WHAT YOU HAVE TO DO » Lines where the string "blue" appears are to be copied from the entries below.

GIVEN DATA »
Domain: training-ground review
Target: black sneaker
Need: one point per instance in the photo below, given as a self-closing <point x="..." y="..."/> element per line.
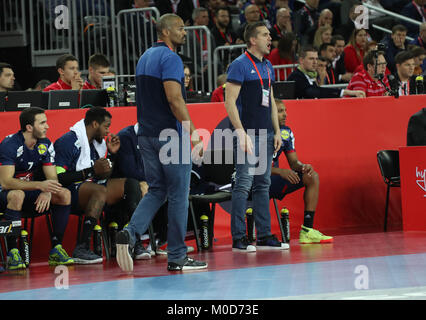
<point x="124" y="251"/>
<point x="243" y="245"/>
<point x="271" y="243"/>
<point x="186" y="264"/>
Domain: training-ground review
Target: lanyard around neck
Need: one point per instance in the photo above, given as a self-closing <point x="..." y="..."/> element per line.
<point x="258" y="73"/>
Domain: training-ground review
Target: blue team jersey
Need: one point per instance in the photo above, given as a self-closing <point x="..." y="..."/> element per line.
<point x="14" y="152"/>
<point x="249" y="102"/>
<point x="287" y="145"/>
<point x="68" y="151"/>
<point x="157" y="65"/>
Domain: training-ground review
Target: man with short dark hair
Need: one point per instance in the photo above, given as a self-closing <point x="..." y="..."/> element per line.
<point x="7" y="77"/>
<point x="161" y="110"/>
<point x="98" y="68"/>
<point x="251" y="109"/>
<point x="23" y="157"/>
<point x="368" y="80"/>
<point x="69" y="74"/>
<point x="305" y="76"/>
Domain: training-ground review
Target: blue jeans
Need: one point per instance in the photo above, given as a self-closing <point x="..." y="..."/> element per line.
<point x="166" y="182"/>
<point x="248" y="179"/>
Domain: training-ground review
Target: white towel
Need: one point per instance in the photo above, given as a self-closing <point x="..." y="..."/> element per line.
<point x="84" y="160"/>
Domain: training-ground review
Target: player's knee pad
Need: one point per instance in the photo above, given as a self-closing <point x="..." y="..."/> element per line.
<point x="132" y="194"/>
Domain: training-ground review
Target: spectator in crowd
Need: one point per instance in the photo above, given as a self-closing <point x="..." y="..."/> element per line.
<point x="7" y="77"/>
<point x="395" y="43"/>
<point x="188" y="78"/>
<point x="405" y="81"/>
<point x="419" y="55"/>
<point x="98" y="68"/>
<point x="251" y="107"/>
<point x="306" y="18"/>
<point x="265" y="10"/>
<point x="325" y="19"/>
<point x="212" y="8"/>
<point x="284" y="54"/>
<point x="41" y="85"/>
<point x="69" y="74"/>
<point x="420" y="39"/>
<point x="339" y="62"/>
<point x="305" y="77"/>
<point x="218" y="95"/>
<point x="322" y="76"/>
<point x="251" y="14"/>
<point x="222" y="30"/>
<point x="368" y="79"/>
<point x="299" y="175"/>
<point x="328" y="52"/>
<point x="84" y="169"/>
<point x="347" y="28"/>
<point x="24" y="156"/>
<point x="378" y="18"/>
<point x="283" y="25"/>
<point x="354" y="51"/>
<point x="322" y="35"/>
<point x="182" y="8"/>
<point x="414" y="10"/>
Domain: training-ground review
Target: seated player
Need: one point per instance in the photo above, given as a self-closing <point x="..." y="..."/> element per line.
<point x="285" y="181"/>
<point x="22" y="156"/>
<point x="84" y="169"/>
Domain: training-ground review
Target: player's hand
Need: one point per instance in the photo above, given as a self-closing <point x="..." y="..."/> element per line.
<point x="113" y="143"/>
<point x="52" y="186"/>
<point x="290" y="175"/>
<point x="102" y="168"/>
<point x="42" y="202"/>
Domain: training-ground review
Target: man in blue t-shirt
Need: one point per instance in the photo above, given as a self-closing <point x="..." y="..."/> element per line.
<point x="24" y="158"/>
<point x="165" y="146"/>
<point x="252" y="111"/>
<point x="285" y="181"/>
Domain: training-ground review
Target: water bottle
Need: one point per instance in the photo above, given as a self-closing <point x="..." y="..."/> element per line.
<point x="285" y="222"/>
<point x="251" y="232"/>
<point x="112" y="97"/>
<point x="24" y="247"/>
<point x="97" y="240"/>
<point x="113" y="228"/>
<point x="205" y="232"/>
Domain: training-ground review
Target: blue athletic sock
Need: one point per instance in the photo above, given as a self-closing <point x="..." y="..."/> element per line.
<point x="10" y="214"/>
<point x="60" y="216"/>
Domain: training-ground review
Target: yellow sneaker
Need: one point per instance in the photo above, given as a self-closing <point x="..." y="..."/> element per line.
<point x="309" y="235"/>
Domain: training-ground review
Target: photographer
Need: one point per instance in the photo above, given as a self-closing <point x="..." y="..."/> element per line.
<point x="372" y="79"/>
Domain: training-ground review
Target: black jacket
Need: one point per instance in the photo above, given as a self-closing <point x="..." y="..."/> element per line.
<point x="416" y="131"/>
<point x="305" y="90"/>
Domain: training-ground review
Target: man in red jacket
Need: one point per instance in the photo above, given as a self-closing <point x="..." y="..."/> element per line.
<point x="368" y="80"/>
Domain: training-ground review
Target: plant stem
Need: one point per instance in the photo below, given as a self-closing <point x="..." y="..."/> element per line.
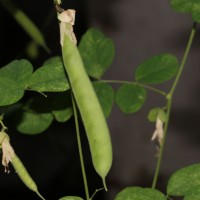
<point x="169" y="103"/>
<point x="136" y="83"/>
<point x="80" y="150"/>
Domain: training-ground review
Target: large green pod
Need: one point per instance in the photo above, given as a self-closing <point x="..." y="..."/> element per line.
<point x="90" y="109"/>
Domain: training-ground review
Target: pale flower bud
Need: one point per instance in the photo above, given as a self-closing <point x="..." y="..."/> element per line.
<point x="159" y="132"/>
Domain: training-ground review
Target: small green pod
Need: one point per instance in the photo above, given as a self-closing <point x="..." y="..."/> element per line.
<point x="24" y="175"/>
<point x="90" y="109"/>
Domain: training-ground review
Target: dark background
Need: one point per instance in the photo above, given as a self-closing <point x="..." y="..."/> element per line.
<point x="139" y="29"/>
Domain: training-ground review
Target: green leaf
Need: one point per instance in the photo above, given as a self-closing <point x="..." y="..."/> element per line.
<point x="10" y="91"/>
<point x="71" y="198"/>
<point x="183" y="181"/>
<point x="26" y="23"/>
<point x="18" y="71"/>
<point x="105" y="94"/>
<point x="97" y="52"/>
<point x="49" y="78"/>
<point x="130" y="98"/>
<point x="138" y="193"/>
<point x="194" y="194"/>
<point x="191" y="7"/>
<point x="157" y="69"/>
<point x="61" y="107"/>
<point x="157" y="112"/>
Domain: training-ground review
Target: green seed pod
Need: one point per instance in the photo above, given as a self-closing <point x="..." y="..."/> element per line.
<point x="24" y="175"/>
<point x="91" y="112"/>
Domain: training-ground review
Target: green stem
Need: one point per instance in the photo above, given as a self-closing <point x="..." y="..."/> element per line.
<point x="169" y="103"/>
<point x="135" y="83"/>
<point x="80" y="150"/>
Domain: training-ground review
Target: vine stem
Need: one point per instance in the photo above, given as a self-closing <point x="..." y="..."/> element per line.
<point x="135" y="83"/>
<point x="80" y="149"/>
<point x="169" y="103"/>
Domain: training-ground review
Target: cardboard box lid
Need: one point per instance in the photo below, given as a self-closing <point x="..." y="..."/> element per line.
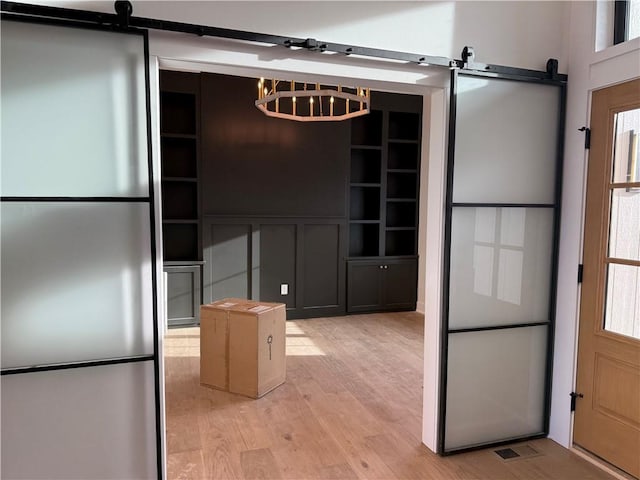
<point x="243" y="306"/>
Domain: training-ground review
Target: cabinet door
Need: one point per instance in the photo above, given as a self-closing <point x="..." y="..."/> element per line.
<point x="183" y="295"/>
<point x="364" y="286"/>
<point x="400" y="280"/>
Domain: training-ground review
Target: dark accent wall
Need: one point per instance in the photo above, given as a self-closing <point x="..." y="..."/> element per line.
<point x="254" y="165"/>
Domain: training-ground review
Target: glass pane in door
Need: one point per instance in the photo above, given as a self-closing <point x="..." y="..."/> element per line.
<point x="506" y="141"/>
<point x="622" y="311"/>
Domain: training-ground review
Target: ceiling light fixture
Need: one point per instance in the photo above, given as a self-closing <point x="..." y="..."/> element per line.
<point x="288" y="100"/>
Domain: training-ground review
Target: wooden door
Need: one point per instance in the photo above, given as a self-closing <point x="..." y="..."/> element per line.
<point x="607" y="420"/>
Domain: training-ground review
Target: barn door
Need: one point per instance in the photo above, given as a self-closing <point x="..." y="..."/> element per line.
<point x="80" y="386"/>
<point x="501" y="247"/>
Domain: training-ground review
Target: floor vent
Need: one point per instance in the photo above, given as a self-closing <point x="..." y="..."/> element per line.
<point x="517" y="452"/>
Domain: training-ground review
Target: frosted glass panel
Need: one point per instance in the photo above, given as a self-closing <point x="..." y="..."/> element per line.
<point x="626" y="147"/>
<point x="495" y="385"/>
<point x="84" y="423"/>
<point x="73" y="112"/>
<point x="500" y="266"/>
<point x="624" y="230"/>
<point x="76" y="282"/>
<point x="506" y="141"/>
<point x="622" y="314"/>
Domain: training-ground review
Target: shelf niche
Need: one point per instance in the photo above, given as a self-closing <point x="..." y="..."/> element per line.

SOLUTION TO THIS EXERCISE »
Target: blue team jersey
Target: blue jeans
Target: man in blue t-shirt
Target: blue athletic sock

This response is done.